Aplique o que leu -
(a) Enumere as complicações que, segundo o texto sobre o colesterol, a obstrução arterial pode originar.
(b) Responda, com base no texto sobre o colesterol, às perguntas seguintes:
(i) Com que frequência mínima devem as crianças e os adolescentes fazer o rastreio?
(ii) Que nome recebe uma concentração elevada de colesterol no sangue?
(iii) O que facilitam os sais biliares em cuja produção o colesterol participa?
(c) Retome o texto sobre o colesterol a partir da última frase apresentada e escreva a continuação.

A idade pediátrica não é necessariamente um fator protetor do mau colesterol e por isso é urgente quebrar a ideia de que a alteração dos valores só acontece em idades mais avançadas. As crianças e adolescentes também devem fazer o rastreio, pelo menos um por cada década de vida

O colesterol, tantas vezes visto como vilão, não deixa de ser uma molécula essencial para o correto funcionamento do organismo. Ele é um componente essencial das membranas que revestem as células; é o substrato para a síntese de diversas hormonas e da vitamina D; é indispensável no processo de mielinização dos neurónios, contribuindo para um correto desempenho do sistema nervoso; e participa também na produção de sais biliares que facilitam a absorção intestinal de gorduras. 

Sendo assim uma substância tão benéfica em diversas funções biológicas, a pergunta que se impõe é porque tem má fama e porque os médicos se preocupam tanto com os seus níveis? A sabedoria popular ensina-nos que “no meio é que está a virtude” e o colesterol não é exceção. Ainda que ele seja indispensável para a saúde humana, uma concentração elevada no sangue (hipercolesterolémia) está associada a um risco cardiovascular aumentado, decorrente de uma lenta acumulação desta gordura nas paredes das artérias, e em última instância obstrução do leito arterial. Essa obstrução limita a chegada de oxigénio aos tecidos, e consoante a sua localização, pode originar sérias complicações como enfarte agudo do miocárdio (“ataque cardíaco”), acidente vascular cerebral (AVC), lesões renais ou dos membros superiores/inferiores.

[Descrições de regiões em linguagem natural]
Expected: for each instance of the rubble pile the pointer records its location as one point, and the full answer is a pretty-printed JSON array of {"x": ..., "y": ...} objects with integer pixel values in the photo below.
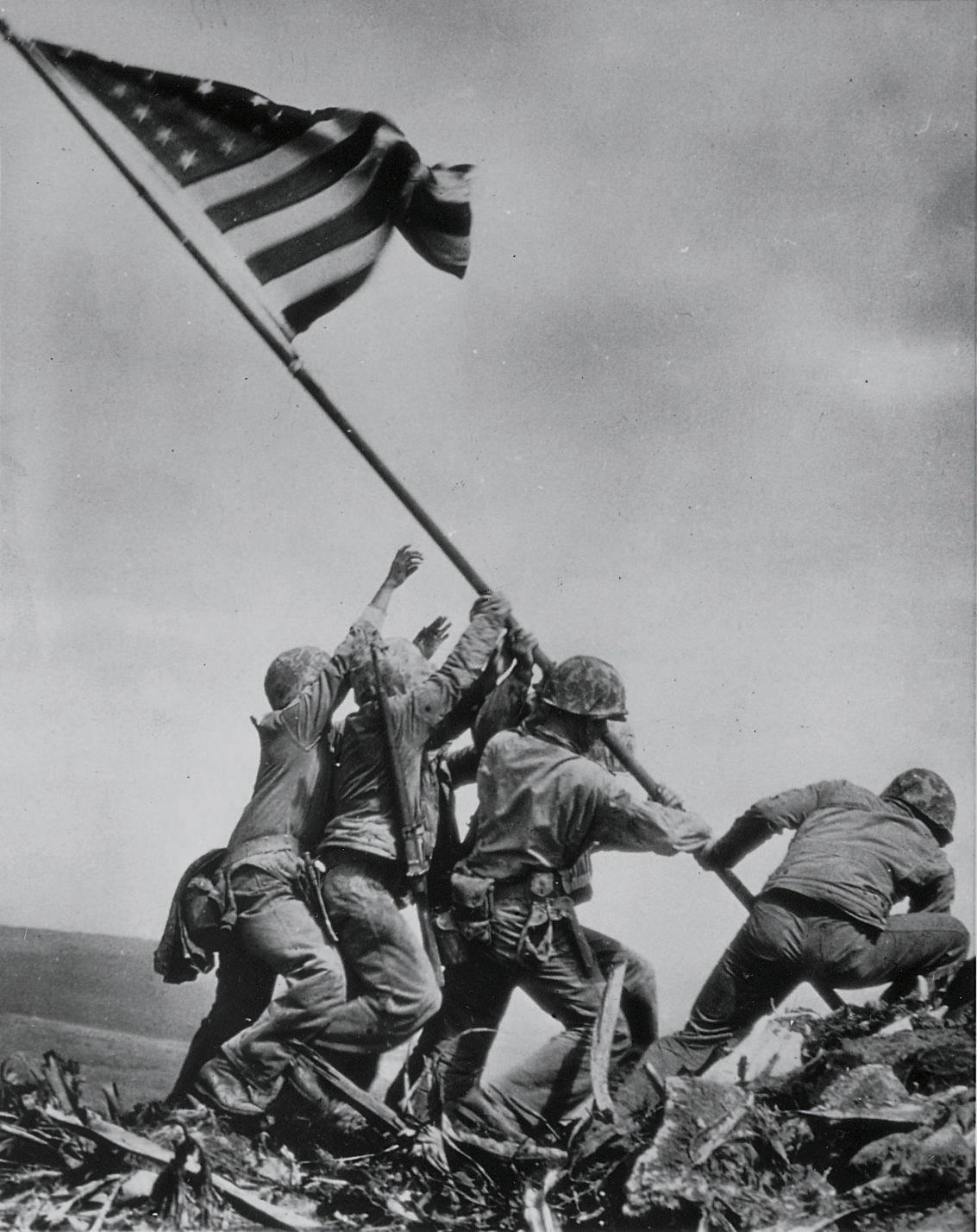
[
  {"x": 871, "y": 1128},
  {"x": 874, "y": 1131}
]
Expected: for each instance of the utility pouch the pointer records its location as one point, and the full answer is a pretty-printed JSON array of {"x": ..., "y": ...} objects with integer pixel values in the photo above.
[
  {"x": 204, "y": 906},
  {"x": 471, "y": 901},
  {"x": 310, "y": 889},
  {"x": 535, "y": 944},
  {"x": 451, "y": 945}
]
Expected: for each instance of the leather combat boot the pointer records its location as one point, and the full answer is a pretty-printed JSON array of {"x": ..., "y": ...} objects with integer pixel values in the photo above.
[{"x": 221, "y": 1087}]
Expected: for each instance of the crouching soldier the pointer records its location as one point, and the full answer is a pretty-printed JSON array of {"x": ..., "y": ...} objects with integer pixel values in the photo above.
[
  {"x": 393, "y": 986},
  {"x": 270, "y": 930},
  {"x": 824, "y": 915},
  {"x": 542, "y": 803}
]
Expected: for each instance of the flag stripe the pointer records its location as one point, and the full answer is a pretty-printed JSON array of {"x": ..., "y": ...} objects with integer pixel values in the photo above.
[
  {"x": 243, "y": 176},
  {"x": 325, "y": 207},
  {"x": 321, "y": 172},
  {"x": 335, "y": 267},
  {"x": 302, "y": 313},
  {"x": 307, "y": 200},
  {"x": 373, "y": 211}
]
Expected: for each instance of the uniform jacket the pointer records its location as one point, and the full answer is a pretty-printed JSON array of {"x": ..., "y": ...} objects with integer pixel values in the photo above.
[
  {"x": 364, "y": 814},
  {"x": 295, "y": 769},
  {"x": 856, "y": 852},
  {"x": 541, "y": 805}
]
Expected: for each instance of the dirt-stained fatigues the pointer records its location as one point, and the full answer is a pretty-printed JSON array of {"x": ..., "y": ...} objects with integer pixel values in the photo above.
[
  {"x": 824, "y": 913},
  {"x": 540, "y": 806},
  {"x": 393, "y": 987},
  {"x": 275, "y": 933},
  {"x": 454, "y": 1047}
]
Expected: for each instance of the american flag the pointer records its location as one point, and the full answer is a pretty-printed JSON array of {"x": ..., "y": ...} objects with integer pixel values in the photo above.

Lista de respostas -
(a)
- enfarte agudo do miocárdio ("ataque cardíaco")
- acidente vascular cerebral (AVC)
- lesões renais
- lesões dos membros superiores/inferiores

(b)
(i) Pelo menos um rastreio por cada década de vida.
(ii) Hipercolesterolémia.
(iii) A absorção intestinal de gorduras.

(c)
Para evitar estes efeitos nefastos é preciso detetar precocemente a hipercolesterolémia e estabelecer medidas eficazes para redução dos valores de colesterol. Isso pode ser particularmente desafiante, dado que a hipercolesterolémia não causa muitas vezes sintomas até já ser tarde demais. Ao contrário do que acontece com os níveis de açúcar (glicose), cuja descida (hipoglicémia) ou subida (hiperglicémia) acentuada, é frequentemente acompanhada por clínica, a hipercolesterolémia pode passar silenciosa, mas com graves consequências a longo prazo.

A palavra de ordem é por isso RASTREAR. Uma análise ao sangue rapidamente dá o valor do colesterol total, do colesterol LDL (“mau”), do colesterol HDL (“bom”) e permite identificar quem tem risco cardiovascular acrescido. Isso é válido também em idade pediátrica. Urge quebrar a ideia de que alterações dos valores do colesterol só surgem em faixas etárias mais avançadas e identificar as crianças que beneficiariam de uma otimização dos seus estilos de vida, ou até mesmo de uma intervenção medicamentosa. 

A Direção Geral de Saúde, na norma nº 10 de 2013, apresentou o atual Programa Nacional de Saúde Infantil e Juvenil, consagrando um dos textos de apoio ao rastreio das dislipidémias (alteração dos lípidos – “gorduras”- no sangue) em crianças e adolescentes. O documento recomenda um rastreio precoce, entre os 2 e os 4 anos, para todas as crianças em risco, quer por terem uma história familiar de dislipidémia ou de doença cardiovascular em idade jovem, quer por serem portadoras – elas próprias – de determinados fatores de risco (ex. excesso de peso, obesidade, hipertensão arterial, diabetes mellitus, doenças renais, distúrbios hormonais ou metabólicos, toma de fármacos que potencialmente aumentam a colesterolémia).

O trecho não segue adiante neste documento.